**WHAT IS EXPECTED**. All lines before the one containing "Target: chipmunk claw", plus that line itself, are to be printed exactly as they appear below.

Saved data entries
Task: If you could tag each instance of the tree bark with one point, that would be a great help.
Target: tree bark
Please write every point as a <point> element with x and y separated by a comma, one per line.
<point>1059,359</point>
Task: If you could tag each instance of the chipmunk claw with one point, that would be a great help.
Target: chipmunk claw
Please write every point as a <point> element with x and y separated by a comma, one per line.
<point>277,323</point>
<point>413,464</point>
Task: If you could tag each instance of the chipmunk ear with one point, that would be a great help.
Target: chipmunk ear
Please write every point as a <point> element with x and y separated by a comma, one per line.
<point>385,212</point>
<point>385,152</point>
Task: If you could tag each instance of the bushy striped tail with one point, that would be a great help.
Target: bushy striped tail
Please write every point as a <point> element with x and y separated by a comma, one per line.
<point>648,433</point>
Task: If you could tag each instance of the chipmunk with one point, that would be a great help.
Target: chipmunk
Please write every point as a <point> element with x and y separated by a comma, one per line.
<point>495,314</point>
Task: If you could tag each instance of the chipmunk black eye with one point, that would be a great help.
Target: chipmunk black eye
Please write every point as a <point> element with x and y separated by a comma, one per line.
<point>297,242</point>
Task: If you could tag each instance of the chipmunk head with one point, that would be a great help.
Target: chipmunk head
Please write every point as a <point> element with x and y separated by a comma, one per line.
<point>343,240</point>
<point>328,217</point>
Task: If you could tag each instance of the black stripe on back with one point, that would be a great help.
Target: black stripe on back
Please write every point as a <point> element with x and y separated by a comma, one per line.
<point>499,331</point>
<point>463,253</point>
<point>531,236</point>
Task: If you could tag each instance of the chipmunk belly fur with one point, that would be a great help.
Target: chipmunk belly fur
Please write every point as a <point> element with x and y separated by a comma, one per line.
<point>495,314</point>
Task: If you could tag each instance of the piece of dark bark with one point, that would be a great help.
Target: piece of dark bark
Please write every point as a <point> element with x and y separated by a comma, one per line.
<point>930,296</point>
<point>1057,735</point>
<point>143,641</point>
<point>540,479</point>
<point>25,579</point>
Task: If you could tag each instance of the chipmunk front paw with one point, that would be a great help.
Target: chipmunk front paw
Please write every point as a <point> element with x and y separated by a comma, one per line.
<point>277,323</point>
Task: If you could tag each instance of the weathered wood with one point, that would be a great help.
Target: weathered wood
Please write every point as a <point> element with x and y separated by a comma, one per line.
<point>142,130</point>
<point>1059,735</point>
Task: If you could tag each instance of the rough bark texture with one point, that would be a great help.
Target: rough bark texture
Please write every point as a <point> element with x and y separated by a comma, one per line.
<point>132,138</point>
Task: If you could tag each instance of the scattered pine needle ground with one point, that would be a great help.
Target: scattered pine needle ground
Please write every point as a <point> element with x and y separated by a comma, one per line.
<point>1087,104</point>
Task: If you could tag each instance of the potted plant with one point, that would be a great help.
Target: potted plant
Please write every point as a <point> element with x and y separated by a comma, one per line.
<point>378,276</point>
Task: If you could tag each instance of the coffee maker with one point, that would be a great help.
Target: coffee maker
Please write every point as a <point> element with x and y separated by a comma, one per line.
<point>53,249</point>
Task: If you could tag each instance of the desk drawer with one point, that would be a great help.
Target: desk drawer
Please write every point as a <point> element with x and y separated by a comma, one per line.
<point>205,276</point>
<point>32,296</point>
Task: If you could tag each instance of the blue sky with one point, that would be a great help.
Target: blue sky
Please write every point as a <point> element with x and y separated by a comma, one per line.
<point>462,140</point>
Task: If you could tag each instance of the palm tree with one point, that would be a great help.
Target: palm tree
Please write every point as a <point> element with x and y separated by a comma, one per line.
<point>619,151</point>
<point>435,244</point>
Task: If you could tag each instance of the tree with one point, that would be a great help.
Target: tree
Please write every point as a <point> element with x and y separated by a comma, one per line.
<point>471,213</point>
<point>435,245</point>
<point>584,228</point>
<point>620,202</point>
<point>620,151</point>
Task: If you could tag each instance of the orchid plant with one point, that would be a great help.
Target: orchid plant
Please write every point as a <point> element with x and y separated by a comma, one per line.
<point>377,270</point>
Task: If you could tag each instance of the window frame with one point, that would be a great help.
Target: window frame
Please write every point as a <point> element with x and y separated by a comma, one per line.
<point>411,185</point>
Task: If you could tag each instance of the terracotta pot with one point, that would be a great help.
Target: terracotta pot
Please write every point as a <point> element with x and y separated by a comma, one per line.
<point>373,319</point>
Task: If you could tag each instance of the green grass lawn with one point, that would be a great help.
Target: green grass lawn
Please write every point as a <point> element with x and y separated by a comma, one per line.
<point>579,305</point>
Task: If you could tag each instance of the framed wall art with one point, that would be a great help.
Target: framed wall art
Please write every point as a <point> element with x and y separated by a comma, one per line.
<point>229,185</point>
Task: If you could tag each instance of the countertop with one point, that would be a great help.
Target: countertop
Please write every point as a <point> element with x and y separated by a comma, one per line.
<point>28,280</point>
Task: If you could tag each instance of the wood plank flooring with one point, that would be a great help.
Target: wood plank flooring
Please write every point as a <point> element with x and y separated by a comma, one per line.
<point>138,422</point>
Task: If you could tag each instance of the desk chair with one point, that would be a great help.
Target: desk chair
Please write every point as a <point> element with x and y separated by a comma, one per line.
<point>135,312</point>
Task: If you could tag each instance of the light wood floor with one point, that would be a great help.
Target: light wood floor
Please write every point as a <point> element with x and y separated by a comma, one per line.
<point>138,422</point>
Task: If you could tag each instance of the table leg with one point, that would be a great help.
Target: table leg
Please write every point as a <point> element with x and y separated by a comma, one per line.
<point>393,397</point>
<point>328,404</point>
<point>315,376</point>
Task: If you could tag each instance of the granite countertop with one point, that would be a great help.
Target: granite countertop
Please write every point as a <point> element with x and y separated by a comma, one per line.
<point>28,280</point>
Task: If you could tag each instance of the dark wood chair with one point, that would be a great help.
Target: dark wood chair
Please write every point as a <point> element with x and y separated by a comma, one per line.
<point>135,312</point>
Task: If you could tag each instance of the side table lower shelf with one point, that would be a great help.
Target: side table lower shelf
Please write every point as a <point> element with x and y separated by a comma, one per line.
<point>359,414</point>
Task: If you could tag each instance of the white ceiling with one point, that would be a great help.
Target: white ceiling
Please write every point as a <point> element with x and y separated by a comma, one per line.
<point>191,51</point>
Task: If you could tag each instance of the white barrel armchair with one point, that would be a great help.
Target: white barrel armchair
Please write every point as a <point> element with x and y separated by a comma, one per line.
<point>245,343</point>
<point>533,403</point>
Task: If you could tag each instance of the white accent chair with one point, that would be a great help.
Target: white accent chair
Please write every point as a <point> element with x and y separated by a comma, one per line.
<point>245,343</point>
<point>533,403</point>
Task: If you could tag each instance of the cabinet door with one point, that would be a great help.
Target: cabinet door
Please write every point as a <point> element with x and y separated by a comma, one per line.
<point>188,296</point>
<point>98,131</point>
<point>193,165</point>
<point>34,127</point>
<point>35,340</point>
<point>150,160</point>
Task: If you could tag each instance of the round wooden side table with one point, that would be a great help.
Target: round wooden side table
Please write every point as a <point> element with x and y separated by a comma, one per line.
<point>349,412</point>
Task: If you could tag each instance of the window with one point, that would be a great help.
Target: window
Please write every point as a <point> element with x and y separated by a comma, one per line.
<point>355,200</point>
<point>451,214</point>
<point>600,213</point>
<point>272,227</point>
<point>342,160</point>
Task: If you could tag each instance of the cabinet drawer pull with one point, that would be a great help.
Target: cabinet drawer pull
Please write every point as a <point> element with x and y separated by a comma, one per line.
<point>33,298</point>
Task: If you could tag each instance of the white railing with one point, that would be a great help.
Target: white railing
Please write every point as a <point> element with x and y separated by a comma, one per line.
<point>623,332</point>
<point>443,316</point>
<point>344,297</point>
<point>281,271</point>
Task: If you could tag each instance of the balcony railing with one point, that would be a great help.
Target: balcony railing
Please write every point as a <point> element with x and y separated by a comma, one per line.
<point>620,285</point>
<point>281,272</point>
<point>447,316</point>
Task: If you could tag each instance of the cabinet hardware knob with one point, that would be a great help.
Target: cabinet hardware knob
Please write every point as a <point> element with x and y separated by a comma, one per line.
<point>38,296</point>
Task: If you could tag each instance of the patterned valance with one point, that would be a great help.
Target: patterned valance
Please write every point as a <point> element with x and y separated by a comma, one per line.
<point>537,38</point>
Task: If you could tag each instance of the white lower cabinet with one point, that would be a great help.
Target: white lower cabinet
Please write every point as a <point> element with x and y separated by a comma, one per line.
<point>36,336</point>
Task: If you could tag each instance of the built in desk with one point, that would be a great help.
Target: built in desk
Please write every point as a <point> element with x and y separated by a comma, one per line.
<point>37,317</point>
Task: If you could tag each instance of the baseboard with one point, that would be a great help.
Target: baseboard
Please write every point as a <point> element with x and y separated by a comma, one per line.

**ANSWER TO THIS TASK**.
Task: If you could tag each instance of the tree bark with one point, that would be a great help.
Target: tree bark
Please write every point as a <point> element with x and y separated by a comma, one per line.
<point>1059,359</point>
Task: If you could tag each instance of the chipmunk claw with one point, that would be a great help.
Target: chipmunk claw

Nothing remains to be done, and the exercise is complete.